● EXCERPTED PASSAGE
[Start of section]

For example, for word $w$ at position $\text{p}\in[0,L-1]$ in the input sequence $w=(w_0,...,w_{L-1})$, with 4-dimensional embedding $e_w$ ($d=4$ thus $i=0,1$), the operation would be

$$e^{\prime}_w=e_w+[\sin(\frac{p}{1000^0}),\cos(\frac{p}{1000^0}),\sin(\frac{p}{1000^{\frac{2}{4}}}),\cos(\frac{p}{1000^{\frac{2}{4}}})]=e_w+[\sin(p),\cos(p),\sin(\frac{p}{100}),\cos(\frac{p}{100})]$$


In the next figure, we can visualize another example of positional encodings with sentences with $L=200$ words and $d=150$:

![texto alternativo](https://i.ibb.co/K5KDjFx/positional-encoding-matrix.png)

This solution gives the same performance as learned positional encodings do, but it can extend to arbitrarily long sentences, which is why it’s favored. After the positional encodings are added to the word embeddings, the rest of the model has access to the absolute position of each word in the sentence because there is a unique positional encoding for each position (e.g., the positional encoding for the word located at the position $p=22$ in a sentence is represented by the vertical dashed line at the bottom left of Figure 16-9, and we can see that it is unique to that position). Moreover, the choice of oscillating functions (sine and cosine) makes it possible for the model to learn relative positions as well. For example, words located 38 words apart (e.g., at positions $p = 22$ and $p = 60$) always have the same positional encoding values in the embedding dimensions $i = 100$ and $i = 101$, as we can see in Figure 16-9. This explains why we need both the sine and the cosine for each frequency: if we only used the sine (the blue wave at $i = 100$), the model would not be able to distinguish positions $p = 25$ and $p = 35$ (marked by a cross).

There is no PositionalEncoding layer in TensorFlow, but it is easy to create one. For efficiency reasons, we precompute the positional encoding matrix in the constructor (so we need to know the maximum sentence length (`max_steps`), and the number of dimensions for each word representation (`max_dims`)). Then the `call()` method crops this embedding matrix to the size of the inputs, and it adds it to the inputs. Since we added an extra first dimension of size 1 when creating the positional encoding matrix, the rules of broadcasting will ensure that the matrix gets added to every sentence in the inputs:

In [None]:
from tensorflow import keras
import numpy as np
import tensorflow as tf

In [None]:
class PositionalEncoding(keras.layers.Layer):
    def __init__(self, max_steps, max_dims, dtype=tf.float32, **kwargs):
        super().__init__(dtype=dtype, **kwargs)
        if max_dims % 2 == 1: max_dims += 1 # max_dims must be even
        p, i = np.meshgrid(np.arange(max_steps), np.arange(max_dims // 2))
        pos_emb = np.empty((1, max_steps, max_dims))
        pos_emb[0, :, ::2] = np.sin(p / 10000**(2 * i / max_dims)).T
        pos_emb[0, :, 1::2] = np.cos(p / 10000**(2 * i / max_dims)).T
        self.positional_encoding = tf.constant(pos_emb.astype(self.dtype))
    def call(self, inputs):
        shape = tf.shape(inputs)
        return inputs + self.positional_encoding[:, :shape[-2], :shape[-1]]

Then we can create the first layers of the Transformer:

In [None]:
embed_size = 512; max_steps = 500; vocab_size = 10000
encoder_inputs = keras.layers.Input(shape=[None], dtype=np.int32)

[End of section]

● Excerpts from a dataset
[Start of section]

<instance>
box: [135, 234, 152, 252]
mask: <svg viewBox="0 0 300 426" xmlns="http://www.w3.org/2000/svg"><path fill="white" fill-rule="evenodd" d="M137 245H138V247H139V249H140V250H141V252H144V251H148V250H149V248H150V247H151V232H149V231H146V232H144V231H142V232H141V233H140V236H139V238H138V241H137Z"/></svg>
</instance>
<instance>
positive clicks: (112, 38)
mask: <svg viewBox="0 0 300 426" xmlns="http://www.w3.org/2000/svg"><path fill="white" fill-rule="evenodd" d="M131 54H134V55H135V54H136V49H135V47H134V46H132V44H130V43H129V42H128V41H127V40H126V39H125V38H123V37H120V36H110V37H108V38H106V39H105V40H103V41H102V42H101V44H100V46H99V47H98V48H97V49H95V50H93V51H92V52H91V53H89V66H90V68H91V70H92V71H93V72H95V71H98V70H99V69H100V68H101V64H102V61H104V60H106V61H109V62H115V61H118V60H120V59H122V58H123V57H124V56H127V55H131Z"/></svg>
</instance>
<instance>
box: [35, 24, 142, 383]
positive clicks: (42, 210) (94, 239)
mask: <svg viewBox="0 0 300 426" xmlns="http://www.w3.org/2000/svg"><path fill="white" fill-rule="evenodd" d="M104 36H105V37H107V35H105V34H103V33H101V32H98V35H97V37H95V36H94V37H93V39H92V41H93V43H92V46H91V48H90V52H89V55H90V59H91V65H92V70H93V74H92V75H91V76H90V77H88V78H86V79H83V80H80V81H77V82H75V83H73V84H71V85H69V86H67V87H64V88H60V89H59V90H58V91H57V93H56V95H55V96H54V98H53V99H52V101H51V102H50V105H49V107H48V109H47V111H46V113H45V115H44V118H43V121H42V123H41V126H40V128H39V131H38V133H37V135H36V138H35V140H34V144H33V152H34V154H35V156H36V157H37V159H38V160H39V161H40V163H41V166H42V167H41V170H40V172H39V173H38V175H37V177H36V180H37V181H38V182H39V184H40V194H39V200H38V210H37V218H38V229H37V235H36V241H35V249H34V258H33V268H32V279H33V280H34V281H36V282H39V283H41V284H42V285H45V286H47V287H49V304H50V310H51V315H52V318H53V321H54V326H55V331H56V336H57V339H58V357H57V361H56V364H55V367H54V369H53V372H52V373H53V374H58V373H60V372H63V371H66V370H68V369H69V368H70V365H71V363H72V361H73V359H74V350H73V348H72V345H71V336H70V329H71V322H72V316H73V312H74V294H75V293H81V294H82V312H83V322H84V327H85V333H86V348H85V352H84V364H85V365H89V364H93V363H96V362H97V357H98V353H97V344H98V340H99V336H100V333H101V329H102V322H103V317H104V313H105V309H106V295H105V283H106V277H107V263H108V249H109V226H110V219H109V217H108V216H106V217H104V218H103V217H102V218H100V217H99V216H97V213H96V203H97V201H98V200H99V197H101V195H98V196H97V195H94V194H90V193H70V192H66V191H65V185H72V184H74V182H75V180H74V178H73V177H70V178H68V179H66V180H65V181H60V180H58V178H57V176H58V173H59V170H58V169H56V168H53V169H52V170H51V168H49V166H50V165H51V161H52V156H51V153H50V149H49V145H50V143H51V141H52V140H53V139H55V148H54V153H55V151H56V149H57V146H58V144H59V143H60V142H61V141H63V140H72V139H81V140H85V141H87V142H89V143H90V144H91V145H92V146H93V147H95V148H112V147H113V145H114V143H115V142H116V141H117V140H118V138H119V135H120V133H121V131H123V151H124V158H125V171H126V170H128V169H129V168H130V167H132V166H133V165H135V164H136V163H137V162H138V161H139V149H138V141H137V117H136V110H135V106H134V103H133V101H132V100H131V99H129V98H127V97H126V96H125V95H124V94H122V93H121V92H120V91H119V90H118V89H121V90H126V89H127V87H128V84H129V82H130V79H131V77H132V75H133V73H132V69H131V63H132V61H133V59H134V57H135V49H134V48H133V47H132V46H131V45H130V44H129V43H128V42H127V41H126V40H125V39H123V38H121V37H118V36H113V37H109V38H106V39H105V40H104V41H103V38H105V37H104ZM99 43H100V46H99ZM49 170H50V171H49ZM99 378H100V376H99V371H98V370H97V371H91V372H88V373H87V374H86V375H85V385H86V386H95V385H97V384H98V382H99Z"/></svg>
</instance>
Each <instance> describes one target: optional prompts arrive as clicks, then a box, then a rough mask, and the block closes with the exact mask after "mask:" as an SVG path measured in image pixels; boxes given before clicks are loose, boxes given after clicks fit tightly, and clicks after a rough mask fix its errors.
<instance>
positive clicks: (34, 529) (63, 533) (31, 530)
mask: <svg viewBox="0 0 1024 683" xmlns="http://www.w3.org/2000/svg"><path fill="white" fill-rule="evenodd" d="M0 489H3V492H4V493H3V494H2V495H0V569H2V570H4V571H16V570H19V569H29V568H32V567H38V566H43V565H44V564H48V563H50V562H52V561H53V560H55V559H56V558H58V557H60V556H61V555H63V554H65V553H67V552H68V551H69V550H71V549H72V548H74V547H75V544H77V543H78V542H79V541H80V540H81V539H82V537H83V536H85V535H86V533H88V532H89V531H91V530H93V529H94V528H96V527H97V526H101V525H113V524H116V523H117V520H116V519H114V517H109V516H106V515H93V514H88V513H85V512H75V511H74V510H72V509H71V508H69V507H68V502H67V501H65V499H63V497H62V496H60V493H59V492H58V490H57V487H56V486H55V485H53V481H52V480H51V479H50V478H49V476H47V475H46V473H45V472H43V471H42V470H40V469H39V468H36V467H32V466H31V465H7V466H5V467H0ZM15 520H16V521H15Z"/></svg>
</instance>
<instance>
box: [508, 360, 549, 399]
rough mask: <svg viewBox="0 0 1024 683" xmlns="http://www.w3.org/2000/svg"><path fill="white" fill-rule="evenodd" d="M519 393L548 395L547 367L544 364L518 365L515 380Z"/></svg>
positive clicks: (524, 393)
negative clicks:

[End of section]

● REQUIRED ACTIONS
- A) In the positional encoding text, list each distinct value of p given as an example position in the paragraph beginning "This solution gives the same performance".
- B) How many lines of the rows contain the string "positive"? Case counts, and reply with the number only.
The rows have no connection to the positional encoding text.

● TASK-BY-TASK SOLUTIONS
- A) 22, 60, 25, 35

- B) 4